-------- RECORDS FOR THIS TASK --------
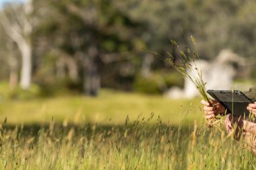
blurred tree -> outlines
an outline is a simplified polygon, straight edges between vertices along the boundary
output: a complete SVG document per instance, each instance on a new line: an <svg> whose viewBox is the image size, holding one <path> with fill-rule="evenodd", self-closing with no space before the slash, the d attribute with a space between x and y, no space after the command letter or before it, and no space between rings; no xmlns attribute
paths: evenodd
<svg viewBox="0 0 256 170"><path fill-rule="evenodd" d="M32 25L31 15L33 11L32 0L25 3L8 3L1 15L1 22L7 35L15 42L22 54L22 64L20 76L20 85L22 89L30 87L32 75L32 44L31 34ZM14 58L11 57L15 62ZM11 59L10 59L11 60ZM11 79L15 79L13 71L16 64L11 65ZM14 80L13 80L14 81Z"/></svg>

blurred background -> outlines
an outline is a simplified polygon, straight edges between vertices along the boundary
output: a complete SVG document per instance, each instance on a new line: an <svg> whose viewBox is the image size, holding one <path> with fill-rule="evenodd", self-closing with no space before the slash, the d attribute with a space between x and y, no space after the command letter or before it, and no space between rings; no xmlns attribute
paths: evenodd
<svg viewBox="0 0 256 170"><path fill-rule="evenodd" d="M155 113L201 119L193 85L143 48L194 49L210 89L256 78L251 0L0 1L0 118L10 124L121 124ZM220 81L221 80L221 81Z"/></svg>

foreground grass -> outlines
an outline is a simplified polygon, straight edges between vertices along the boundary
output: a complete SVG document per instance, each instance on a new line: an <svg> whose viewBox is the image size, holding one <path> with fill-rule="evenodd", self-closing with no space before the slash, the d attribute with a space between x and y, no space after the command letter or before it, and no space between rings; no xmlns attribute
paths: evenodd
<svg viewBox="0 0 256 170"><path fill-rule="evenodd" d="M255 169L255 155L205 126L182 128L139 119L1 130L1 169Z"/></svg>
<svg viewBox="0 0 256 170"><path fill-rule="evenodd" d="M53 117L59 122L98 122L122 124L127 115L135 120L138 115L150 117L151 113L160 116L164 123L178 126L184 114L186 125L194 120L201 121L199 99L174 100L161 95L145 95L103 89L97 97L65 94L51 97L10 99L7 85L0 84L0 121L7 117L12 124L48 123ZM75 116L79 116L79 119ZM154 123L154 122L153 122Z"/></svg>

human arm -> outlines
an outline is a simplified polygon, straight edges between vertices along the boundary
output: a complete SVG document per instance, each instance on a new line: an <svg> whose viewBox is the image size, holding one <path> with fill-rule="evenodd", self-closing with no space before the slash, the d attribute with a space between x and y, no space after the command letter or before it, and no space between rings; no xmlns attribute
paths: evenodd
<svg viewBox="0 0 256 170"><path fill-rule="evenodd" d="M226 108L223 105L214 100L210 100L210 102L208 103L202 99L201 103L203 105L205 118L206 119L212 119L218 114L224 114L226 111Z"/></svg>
--------
-------- RECORDS FOR THIS TASK --------
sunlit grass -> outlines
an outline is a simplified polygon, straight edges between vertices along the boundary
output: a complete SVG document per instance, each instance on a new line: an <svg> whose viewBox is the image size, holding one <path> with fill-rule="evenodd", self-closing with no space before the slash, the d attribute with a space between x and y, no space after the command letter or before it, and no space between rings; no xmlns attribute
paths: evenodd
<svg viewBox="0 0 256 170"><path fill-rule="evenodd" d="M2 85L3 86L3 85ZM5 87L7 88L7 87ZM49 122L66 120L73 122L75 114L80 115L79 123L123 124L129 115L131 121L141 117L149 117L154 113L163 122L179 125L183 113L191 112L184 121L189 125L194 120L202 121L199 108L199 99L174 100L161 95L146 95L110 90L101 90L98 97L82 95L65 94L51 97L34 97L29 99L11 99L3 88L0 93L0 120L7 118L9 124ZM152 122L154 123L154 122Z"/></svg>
--------
Rewrite the lines from the one containing "foreground grass -> outlines" through the one containing "169L255 155L205 126L182", putting "corner points" wherever "vertices" appears and keeping everything else the same.

foreground grass -> outlines
an outline is a simplified polygon, straight edges between corner points along the boundary
output: a complete SVG document per instance, each instance on a new line: an <svg> whose viewBox is the image size, holding one <path> with fill-rule="evenodd", self-closing with no space before the slash, the d attribute with a space between x and y, no space after the command letter or before it, and no space between rings; no xmlns attribute
paths: evenodd
<svg viewBox="0 0 256 170"><path fill-rule="evenodd" d="M255 169L255 155L205 126L182 128L139 119L1 130L1 169Z"/></svg>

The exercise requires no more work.